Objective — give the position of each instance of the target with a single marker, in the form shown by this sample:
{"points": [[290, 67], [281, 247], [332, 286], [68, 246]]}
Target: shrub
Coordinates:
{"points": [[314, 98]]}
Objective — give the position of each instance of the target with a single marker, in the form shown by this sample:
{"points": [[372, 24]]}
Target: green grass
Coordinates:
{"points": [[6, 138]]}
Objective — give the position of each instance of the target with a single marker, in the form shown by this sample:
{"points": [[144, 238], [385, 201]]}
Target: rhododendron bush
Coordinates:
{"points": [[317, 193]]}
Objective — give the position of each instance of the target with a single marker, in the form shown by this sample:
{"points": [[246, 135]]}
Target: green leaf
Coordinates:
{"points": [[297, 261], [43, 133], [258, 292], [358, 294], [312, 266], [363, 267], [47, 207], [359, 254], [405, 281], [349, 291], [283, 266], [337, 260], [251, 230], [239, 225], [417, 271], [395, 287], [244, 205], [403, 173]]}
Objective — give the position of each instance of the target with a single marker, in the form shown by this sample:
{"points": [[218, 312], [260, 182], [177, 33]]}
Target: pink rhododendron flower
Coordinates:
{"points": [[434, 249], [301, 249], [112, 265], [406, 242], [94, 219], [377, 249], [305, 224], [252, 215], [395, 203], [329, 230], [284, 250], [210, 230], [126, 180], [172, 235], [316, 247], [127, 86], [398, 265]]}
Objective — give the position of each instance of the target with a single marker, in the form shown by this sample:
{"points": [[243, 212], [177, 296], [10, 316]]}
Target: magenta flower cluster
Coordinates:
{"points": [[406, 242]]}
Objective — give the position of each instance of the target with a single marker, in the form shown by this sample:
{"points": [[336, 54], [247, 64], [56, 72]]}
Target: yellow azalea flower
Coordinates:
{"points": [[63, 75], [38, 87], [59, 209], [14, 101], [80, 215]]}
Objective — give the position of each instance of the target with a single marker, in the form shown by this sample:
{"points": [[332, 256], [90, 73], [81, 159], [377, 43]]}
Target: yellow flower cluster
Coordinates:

### Exercise prompt
Search the records above for the string "yellow". Report each line that has it.

### Answer to this exercise
Target: yellow azalea flower
Target: yellow flower cluster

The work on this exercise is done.